▸ **Description of the task**:
In the records that come next, find every line with "instance". Return those lines.

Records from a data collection

========================================================================

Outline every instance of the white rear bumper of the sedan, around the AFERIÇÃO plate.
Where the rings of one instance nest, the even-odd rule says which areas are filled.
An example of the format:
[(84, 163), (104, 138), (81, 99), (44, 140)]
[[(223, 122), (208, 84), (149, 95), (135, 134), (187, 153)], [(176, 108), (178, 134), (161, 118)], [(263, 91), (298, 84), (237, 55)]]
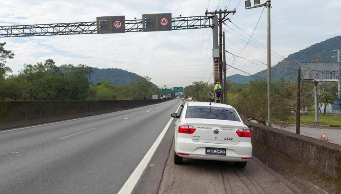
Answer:
[[(206, 147), (226, 149), (226, 156), (207, 155)], [(178, 138), (174, 142), (174, 149), (178, 156), (191, 159), (246, 162), (252, 157), (252, 145), (249, 141), (240, 141), (238, 144), (216, 144), (194, 142), (190, 138)]]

========================================================================

▸ **Solution for this problem**:
Outline every instance of the white rear bumper of the sedan, around the AFERIÇÃO plate.
Where the rings of one instance nest, the even-odd rule says which areas are filled.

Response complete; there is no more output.